Source records

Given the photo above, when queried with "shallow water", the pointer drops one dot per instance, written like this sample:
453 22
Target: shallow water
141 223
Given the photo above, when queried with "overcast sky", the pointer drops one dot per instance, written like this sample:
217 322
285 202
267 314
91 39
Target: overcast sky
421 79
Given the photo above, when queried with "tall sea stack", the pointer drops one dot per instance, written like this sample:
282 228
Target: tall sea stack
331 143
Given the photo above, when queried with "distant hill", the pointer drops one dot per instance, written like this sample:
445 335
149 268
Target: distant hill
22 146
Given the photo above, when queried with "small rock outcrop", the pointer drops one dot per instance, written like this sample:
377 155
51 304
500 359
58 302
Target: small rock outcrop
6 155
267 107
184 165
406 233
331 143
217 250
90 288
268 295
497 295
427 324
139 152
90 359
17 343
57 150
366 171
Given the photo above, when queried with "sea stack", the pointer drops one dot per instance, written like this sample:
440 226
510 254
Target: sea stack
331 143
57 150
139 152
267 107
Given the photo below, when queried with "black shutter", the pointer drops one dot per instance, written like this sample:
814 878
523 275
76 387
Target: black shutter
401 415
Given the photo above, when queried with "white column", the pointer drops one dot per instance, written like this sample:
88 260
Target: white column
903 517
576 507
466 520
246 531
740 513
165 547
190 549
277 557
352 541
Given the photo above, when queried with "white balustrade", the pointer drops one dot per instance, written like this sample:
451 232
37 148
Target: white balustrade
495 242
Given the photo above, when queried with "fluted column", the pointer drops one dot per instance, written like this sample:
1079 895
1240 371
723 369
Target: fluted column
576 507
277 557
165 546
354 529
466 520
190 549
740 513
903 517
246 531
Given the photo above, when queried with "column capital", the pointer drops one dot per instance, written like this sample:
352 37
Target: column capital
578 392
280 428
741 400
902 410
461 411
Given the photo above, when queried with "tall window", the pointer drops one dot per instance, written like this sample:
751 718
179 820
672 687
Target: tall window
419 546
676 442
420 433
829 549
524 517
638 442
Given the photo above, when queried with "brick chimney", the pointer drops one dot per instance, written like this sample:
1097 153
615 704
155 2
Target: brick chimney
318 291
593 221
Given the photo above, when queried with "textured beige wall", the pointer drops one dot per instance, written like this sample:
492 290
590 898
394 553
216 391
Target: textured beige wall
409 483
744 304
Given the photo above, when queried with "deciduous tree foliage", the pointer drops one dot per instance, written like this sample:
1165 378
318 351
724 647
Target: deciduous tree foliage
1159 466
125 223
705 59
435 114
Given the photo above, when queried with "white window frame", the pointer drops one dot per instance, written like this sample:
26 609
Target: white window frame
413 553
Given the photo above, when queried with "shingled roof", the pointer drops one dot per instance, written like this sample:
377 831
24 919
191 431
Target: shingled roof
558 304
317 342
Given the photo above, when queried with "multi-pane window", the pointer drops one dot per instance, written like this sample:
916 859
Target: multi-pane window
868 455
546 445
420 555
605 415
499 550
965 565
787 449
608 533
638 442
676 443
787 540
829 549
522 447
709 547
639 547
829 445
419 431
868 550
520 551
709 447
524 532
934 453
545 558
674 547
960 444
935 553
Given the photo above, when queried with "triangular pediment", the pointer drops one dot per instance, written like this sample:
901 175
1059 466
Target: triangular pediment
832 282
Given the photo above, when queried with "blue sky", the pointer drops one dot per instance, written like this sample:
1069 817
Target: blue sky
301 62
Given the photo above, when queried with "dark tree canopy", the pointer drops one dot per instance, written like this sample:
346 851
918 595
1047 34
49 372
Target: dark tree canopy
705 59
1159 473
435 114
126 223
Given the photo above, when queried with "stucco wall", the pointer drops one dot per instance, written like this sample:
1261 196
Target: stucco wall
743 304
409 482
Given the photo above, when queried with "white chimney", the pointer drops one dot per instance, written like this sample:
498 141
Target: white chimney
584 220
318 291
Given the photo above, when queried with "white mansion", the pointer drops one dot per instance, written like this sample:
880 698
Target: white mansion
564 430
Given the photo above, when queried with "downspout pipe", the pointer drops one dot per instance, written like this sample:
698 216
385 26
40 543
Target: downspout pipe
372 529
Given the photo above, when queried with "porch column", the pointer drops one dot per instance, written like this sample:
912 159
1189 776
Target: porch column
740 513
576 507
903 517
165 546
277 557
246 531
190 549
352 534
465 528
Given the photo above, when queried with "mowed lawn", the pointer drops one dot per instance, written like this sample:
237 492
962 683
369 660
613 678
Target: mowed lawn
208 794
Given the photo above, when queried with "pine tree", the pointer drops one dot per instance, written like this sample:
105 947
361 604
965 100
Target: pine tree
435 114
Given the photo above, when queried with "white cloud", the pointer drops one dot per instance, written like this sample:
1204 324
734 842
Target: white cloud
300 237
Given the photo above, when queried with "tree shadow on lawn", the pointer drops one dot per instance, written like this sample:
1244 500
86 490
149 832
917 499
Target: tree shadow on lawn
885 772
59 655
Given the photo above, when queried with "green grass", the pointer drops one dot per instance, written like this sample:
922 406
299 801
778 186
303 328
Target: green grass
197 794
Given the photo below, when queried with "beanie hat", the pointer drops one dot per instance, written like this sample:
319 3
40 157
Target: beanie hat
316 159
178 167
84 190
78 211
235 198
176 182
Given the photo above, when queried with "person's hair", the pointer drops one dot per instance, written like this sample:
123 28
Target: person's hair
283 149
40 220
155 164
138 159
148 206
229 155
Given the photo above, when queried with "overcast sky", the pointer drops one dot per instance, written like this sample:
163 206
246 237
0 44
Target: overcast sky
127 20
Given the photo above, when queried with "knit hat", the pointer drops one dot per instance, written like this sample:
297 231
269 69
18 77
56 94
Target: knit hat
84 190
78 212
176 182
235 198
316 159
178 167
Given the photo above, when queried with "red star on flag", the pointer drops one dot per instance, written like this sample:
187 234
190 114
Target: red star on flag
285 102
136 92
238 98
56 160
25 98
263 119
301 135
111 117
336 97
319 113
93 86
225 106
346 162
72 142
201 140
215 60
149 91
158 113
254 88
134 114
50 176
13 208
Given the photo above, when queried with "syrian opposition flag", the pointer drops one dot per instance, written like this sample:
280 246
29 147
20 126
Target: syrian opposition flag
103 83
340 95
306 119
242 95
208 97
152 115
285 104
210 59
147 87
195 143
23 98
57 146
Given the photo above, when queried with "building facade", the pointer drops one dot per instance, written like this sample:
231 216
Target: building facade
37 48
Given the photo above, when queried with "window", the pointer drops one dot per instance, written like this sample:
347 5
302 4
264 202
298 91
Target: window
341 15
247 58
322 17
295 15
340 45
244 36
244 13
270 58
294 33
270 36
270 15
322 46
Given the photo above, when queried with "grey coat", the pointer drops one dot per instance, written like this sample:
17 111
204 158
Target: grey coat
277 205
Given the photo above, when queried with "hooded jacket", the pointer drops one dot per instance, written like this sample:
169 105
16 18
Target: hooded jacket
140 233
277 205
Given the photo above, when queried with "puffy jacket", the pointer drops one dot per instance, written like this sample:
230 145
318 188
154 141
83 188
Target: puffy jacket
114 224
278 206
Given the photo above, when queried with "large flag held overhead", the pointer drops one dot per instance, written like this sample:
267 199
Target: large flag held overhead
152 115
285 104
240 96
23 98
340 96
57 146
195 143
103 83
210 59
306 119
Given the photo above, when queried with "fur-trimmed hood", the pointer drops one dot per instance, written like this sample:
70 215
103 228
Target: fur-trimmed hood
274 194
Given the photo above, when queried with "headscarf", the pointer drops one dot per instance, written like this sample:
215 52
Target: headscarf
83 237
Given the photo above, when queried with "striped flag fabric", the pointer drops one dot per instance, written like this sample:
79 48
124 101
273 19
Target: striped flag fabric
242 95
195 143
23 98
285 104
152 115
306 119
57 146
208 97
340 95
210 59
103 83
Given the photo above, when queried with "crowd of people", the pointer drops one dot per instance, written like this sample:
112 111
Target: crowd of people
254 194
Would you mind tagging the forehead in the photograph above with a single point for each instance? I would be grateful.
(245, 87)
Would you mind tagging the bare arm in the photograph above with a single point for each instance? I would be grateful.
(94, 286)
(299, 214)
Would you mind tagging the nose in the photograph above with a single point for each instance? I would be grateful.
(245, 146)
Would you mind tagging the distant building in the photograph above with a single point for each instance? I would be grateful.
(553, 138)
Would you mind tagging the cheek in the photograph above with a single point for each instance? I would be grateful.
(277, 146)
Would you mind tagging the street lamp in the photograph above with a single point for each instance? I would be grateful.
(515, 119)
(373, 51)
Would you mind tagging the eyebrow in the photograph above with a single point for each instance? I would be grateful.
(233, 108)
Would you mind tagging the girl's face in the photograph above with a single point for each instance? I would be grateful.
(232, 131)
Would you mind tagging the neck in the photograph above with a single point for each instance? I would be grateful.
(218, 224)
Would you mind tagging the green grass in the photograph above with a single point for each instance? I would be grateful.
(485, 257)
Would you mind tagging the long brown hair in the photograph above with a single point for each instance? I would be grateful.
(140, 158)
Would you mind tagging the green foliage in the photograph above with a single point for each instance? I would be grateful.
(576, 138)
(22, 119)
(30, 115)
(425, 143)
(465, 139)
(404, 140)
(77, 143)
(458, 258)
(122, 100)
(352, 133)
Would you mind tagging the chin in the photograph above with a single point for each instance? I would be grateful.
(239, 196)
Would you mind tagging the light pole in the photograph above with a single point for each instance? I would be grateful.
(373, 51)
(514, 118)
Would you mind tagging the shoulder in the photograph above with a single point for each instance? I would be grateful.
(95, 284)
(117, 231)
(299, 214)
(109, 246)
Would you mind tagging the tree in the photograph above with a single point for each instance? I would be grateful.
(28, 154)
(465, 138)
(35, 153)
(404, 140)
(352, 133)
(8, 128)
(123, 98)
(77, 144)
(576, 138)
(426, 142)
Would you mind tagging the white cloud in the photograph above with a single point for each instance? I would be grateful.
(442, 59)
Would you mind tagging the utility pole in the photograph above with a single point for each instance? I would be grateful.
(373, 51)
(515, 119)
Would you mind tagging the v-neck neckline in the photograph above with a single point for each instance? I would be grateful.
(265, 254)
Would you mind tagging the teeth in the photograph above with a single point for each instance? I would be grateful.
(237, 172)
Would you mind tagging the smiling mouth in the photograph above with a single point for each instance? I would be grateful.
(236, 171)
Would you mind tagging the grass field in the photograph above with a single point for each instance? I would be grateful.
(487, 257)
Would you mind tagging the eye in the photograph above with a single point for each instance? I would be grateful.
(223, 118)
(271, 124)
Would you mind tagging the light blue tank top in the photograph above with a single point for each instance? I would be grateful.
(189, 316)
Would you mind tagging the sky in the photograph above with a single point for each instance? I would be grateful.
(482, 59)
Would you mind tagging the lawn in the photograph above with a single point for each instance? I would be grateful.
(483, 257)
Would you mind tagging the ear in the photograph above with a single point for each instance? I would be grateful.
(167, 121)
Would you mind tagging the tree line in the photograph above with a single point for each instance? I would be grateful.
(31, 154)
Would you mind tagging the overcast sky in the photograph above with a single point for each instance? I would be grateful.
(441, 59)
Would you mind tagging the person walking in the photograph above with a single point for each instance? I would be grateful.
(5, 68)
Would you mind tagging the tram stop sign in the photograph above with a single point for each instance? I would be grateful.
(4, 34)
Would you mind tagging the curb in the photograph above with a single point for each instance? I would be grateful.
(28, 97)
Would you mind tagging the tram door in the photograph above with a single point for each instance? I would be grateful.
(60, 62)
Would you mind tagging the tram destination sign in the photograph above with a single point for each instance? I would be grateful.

Work to complete:
Return the line that contains "Would you mind tagging the lawn" along with every line after it through the end of the entries, exactly, adding nothing.

Exercise result:
Would you mind tagging the lawn in the photograph above with a single point for each instance? I would be grateful.
(483, 257)
Would you mind tagging the ear in the photograph above with a single point for each instance? I would be grateful.
(167, 121)
Would you mind tagging the tree line in the photograph above with a single point for each instance? I would be grateful.
(31, 154)
Would you mind tagging the overcast sky in the photograph above with a single point for each instance? I would be grateful.
(441, 59)
Would you mind tagging the person walking in the photograph above with a single point for each instance? I would be grateful.
(5, 68)
Would you mind tagging the tram stop sign in the photograph above with a single point for each instance? I would be grateful.
(4, 34)
Would you mind tagging the curb in the photograph above with a single point for each instance? I would be grateful.
(28, 97)
Would you mind tagging the tram door in the photograph above with a single point for each instance? I would be grateful.
(60, 62)
Would you mind tagging the tram destination sign in the photograph above with a single point for each instance? I would be grateful.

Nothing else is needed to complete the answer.